Given entries.
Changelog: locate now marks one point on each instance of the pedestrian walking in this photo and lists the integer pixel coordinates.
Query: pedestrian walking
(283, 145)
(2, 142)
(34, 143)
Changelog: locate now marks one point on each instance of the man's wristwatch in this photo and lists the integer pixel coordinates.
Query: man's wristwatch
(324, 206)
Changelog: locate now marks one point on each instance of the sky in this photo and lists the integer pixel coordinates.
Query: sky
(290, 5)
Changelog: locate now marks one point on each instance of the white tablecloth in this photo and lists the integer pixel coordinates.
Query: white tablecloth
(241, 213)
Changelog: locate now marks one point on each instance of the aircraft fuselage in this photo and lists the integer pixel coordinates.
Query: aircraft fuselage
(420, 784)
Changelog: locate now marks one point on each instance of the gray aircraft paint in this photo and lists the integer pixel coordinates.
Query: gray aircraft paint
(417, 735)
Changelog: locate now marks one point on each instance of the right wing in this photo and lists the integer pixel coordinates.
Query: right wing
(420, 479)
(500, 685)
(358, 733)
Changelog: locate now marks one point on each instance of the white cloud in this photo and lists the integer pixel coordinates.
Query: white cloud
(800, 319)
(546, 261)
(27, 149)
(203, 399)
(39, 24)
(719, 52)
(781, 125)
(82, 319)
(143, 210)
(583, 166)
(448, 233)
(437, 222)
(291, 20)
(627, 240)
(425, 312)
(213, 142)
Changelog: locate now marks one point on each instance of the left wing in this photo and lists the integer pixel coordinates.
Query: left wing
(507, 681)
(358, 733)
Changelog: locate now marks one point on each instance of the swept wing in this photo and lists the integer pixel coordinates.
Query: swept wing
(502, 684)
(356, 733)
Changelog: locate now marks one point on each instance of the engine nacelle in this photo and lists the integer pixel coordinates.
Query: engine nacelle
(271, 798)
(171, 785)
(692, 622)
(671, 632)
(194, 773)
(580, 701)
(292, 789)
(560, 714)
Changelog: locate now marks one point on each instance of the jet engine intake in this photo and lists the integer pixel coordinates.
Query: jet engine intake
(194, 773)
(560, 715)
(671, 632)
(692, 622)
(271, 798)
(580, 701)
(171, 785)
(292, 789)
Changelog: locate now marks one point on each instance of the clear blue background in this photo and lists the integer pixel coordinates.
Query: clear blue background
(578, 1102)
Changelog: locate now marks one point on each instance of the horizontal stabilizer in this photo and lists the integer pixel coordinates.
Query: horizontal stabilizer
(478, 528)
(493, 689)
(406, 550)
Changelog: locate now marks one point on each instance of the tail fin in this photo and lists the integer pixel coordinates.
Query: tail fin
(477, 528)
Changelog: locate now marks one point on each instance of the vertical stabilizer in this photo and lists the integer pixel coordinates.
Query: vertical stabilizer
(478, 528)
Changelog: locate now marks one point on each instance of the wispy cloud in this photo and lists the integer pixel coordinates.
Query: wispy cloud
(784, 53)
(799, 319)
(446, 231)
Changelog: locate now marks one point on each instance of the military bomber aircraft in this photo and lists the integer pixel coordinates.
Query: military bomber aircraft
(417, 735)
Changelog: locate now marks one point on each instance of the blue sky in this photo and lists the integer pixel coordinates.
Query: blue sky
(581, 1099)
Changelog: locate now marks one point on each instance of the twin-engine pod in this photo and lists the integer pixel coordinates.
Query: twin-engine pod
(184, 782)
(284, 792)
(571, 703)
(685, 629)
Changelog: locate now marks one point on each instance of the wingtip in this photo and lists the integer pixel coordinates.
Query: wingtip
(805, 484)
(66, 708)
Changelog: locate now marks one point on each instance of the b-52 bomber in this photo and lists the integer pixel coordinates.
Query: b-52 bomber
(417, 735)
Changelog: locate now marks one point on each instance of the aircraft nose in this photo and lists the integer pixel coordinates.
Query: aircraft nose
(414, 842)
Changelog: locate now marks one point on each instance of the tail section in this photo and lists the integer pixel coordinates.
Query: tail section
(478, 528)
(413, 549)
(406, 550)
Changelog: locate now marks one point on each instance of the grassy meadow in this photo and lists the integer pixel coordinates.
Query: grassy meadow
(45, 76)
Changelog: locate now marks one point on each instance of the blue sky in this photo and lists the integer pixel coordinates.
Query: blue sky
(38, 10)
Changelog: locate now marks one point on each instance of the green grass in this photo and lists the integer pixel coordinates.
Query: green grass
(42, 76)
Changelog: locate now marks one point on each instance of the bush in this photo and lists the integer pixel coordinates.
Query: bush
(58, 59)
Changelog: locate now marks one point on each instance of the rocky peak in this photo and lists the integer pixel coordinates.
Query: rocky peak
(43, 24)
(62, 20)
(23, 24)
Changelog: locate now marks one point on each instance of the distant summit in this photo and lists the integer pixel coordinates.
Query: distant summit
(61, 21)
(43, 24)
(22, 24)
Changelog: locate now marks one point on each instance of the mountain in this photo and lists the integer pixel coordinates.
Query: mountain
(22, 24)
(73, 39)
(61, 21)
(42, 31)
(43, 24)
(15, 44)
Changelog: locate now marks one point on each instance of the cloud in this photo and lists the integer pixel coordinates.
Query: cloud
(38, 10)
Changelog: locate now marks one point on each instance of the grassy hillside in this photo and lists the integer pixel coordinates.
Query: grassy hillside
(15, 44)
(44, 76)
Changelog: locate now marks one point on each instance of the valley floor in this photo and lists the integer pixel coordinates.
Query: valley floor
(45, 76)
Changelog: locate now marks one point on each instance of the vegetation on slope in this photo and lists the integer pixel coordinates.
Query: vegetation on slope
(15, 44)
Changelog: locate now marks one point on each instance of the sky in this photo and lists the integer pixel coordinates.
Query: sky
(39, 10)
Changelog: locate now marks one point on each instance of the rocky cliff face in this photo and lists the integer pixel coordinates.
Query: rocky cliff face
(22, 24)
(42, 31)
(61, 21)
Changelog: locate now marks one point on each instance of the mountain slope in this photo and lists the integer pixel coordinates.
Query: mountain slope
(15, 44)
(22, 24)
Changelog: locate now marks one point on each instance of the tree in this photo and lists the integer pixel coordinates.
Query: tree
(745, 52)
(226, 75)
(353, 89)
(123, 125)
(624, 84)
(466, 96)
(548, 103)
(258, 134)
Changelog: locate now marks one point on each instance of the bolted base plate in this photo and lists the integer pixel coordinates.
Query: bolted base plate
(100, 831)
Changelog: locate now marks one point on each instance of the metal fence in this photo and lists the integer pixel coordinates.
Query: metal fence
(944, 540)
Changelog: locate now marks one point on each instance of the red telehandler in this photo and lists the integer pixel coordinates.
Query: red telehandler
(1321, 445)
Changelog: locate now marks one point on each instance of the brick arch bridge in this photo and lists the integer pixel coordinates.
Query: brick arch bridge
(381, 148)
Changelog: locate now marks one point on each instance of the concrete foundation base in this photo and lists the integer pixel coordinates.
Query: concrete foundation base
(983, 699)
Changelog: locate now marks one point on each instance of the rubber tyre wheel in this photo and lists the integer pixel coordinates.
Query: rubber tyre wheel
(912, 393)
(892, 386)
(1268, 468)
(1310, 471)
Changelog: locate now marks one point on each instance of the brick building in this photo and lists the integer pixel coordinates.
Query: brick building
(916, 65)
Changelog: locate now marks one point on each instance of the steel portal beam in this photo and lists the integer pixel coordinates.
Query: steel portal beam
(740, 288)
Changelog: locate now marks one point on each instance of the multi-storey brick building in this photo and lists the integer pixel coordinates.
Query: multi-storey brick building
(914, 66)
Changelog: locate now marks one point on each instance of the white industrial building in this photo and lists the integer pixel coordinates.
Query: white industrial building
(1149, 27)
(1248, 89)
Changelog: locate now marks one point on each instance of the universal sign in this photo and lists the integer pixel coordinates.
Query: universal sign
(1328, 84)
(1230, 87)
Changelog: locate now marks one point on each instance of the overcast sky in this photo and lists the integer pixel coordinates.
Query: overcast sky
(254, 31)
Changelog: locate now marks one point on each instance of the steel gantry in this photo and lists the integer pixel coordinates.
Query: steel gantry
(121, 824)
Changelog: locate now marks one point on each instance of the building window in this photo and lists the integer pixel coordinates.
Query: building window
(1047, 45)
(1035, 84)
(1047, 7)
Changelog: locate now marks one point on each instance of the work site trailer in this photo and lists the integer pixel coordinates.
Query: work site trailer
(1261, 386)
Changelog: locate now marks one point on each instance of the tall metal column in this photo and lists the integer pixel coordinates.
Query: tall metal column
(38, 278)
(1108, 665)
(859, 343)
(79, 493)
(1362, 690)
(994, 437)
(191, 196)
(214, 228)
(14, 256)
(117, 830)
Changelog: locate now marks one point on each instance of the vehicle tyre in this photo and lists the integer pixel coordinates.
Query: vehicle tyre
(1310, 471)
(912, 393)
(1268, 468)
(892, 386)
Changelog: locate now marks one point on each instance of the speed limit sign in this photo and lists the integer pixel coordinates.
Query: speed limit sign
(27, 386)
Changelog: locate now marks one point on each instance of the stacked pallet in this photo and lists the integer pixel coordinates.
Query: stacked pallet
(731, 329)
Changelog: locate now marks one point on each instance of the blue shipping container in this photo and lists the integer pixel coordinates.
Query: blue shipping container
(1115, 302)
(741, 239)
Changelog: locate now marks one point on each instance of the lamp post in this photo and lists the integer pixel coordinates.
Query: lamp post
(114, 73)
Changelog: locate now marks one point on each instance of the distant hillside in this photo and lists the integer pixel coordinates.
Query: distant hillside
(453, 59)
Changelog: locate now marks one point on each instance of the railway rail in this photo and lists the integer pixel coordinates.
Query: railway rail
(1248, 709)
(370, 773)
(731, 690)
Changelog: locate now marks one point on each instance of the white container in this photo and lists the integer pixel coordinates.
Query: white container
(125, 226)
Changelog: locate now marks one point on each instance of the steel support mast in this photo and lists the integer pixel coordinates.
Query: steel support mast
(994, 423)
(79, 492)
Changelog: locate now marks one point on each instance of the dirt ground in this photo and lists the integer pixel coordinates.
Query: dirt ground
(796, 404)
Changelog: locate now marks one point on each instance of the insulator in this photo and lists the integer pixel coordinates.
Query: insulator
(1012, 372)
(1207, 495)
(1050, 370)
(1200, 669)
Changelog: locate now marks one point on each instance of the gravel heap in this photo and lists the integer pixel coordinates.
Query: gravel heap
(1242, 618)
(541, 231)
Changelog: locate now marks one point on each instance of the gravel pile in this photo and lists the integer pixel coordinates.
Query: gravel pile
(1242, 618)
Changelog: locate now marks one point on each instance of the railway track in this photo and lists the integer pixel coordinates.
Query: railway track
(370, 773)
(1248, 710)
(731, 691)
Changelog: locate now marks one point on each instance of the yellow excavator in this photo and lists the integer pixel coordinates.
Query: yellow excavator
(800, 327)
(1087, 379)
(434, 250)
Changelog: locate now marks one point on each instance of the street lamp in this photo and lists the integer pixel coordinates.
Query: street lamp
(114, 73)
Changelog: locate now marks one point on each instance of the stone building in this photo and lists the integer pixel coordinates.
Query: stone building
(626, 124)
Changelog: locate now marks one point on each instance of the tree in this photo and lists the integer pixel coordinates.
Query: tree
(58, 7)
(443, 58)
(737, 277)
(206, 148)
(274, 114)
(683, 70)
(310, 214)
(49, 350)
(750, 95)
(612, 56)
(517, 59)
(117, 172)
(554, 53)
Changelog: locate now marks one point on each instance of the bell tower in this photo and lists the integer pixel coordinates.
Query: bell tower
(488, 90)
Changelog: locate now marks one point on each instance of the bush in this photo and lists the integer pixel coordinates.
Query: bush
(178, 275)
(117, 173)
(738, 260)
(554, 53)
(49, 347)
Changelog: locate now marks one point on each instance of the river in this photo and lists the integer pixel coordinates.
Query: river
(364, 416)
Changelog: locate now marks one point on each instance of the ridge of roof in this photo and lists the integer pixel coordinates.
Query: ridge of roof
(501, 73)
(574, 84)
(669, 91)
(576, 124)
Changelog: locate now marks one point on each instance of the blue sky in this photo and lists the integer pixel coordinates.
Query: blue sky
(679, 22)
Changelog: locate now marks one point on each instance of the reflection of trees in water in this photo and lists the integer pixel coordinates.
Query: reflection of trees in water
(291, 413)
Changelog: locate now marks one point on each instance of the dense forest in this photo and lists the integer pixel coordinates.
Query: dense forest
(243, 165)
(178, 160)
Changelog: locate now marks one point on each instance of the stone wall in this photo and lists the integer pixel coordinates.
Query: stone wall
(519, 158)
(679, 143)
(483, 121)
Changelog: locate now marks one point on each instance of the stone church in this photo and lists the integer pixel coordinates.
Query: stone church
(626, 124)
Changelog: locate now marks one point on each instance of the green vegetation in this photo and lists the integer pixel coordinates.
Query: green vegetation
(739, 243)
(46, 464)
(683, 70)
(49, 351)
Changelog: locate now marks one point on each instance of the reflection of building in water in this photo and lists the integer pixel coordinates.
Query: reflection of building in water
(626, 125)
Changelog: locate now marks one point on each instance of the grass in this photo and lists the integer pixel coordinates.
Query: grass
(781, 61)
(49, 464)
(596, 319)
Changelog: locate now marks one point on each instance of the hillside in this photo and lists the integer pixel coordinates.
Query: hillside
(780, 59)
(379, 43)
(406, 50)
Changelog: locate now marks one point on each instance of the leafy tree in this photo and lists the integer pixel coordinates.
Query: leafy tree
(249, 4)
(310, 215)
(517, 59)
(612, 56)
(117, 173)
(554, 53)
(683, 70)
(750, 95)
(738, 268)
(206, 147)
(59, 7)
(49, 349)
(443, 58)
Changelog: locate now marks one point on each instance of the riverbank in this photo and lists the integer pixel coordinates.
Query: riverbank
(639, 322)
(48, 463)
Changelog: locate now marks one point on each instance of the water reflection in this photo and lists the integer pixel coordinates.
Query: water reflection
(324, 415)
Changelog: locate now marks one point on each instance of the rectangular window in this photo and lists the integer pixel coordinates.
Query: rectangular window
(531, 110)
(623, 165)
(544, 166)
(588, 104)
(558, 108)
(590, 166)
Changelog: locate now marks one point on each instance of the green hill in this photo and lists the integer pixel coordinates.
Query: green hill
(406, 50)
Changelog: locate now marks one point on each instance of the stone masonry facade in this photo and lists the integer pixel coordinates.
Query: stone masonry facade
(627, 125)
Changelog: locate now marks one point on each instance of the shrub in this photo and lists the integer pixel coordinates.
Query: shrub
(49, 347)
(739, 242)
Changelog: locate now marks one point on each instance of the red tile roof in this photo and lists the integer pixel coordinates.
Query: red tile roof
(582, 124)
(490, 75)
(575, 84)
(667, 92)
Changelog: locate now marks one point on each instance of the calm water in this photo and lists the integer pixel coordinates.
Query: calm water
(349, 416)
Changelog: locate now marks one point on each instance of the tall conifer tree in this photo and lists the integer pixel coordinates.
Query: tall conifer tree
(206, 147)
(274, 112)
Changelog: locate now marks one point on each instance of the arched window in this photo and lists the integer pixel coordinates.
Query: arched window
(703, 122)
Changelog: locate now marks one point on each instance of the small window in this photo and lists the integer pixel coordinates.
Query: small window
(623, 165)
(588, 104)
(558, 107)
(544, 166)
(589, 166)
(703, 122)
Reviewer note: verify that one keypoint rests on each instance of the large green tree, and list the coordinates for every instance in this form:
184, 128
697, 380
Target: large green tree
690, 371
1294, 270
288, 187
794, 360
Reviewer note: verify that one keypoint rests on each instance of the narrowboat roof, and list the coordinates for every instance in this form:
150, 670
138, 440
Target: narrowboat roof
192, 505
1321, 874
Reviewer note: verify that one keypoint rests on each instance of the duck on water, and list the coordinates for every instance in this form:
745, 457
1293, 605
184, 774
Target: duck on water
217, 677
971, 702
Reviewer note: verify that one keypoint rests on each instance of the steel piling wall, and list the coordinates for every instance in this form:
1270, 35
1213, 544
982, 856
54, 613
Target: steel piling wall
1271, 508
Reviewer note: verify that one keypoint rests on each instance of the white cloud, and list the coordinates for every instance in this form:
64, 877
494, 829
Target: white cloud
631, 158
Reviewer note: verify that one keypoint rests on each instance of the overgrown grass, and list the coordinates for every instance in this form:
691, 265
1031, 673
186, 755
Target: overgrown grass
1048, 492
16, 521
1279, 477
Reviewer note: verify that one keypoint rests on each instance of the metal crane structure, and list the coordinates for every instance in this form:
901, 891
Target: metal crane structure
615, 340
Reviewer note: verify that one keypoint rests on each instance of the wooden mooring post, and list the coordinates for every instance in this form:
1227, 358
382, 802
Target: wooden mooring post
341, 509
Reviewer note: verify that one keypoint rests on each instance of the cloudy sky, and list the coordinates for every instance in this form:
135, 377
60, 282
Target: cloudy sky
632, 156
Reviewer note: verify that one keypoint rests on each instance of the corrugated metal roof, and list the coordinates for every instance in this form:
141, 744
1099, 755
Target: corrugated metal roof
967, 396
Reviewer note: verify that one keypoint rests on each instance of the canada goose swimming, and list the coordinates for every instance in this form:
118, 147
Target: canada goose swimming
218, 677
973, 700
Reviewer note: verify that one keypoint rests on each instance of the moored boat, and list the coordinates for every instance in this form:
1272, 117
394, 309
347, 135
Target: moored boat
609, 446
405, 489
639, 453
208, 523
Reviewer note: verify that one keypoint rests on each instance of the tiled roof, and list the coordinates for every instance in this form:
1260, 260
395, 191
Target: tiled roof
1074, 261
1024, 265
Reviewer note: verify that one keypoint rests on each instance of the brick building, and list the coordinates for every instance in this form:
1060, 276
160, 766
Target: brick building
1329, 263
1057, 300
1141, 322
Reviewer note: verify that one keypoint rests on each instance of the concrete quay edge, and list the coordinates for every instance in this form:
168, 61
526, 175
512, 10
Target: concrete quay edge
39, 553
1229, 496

Work instructions. Reproduce, word for word, every line starting at the line that contains "Target: wooden mooring post" and ending with the final line of the entries.

Reply.
Target: wooden mooring post
341, 509
Reviewer note: verify that one keypoint rests on each instance of the cloudy sky, and list the coordinates for every instance in this form:
135, 377
60, 282
Target: cloudy sky
632, 156
Reviewer note: verify that one keypoint rests on each instance of the corrugated metal roof, and list the coordinates for every instance in this form:
141, 744
1099, 755
Target: corrugated metal roof
967, 396
Reviewer note: verify that one keypoint rests on each instance of the canada goose swimming, and list the coordinates for every instance in this form:
118, 147
Target: canada goose swimming
218, 677
973, 700
Reviewer note: verify that one keypoint rests on each instance of the moored boat, and list the coordinates for every instance in this form:
1272, 117
394, 309
347, 135
Target: moored boat
609, 446
405, 489
639, 453
208, 523
Reviewer note: verify that one keypoint rests on each instance of the tiled roof, and list the coordinates for every instance in this form:
1260, 260
395, 191
Target: tiled roof
1074, 261
1024, 265
Reviewer note: verify that one keypoint rests on each instance of the brick building, and list the coordinates for every instance in this form:
1060, 276
160, 766
Target: brick building
1329, 263
1057, 300
1141, 322
Reviewer note: verify that one keypoint rests on each instance of the concrete quay edge, and list the coordinates for every instance in this form:
168, 61
526, 175
512, 10
Target: concrete quay edge
39, 553
1229, 496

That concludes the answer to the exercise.